[Problem requirements]
Check every line of the entries that follow, and copy the ones containing "white".

Stored data entries:
+ + + +

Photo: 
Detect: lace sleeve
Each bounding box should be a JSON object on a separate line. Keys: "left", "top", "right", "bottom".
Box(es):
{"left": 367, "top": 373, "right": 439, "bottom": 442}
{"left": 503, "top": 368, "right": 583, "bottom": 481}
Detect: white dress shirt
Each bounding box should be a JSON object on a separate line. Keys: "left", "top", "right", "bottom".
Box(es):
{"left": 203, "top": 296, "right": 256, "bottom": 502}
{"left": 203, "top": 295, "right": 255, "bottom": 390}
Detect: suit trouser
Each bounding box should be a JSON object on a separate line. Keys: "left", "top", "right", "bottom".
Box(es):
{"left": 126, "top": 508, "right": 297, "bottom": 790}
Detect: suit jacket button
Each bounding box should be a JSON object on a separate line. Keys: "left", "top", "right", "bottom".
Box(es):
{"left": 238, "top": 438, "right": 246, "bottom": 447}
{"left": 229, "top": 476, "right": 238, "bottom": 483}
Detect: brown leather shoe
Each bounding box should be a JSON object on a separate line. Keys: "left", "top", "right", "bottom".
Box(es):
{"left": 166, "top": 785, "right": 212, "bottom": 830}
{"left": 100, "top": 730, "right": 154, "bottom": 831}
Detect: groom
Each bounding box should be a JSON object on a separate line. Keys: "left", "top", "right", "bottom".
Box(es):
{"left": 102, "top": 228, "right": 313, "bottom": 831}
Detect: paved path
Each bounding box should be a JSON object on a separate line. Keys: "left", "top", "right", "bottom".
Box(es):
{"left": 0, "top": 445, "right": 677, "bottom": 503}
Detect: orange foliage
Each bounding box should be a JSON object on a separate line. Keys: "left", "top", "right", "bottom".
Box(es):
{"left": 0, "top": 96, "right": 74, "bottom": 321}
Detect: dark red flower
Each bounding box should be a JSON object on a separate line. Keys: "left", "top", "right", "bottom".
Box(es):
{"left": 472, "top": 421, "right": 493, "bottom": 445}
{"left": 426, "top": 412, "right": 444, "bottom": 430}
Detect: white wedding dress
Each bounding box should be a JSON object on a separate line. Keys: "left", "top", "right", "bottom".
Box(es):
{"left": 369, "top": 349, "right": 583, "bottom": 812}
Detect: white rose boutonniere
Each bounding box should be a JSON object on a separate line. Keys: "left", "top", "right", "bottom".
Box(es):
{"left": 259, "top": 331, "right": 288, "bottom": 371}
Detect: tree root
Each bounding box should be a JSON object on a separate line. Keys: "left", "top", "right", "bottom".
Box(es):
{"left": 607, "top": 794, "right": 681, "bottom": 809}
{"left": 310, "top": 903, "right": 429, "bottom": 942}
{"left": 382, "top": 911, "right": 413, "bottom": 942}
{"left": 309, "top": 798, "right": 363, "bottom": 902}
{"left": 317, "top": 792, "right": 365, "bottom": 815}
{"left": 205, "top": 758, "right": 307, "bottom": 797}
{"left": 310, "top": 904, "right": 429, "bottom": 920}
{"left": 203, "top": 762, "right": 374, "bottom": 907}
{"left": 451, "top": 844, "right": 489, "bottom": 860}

+ + + +

[Completed task]
Detect: white dress shirt
Detect: white wedding dress
Detect: white rose boutonniere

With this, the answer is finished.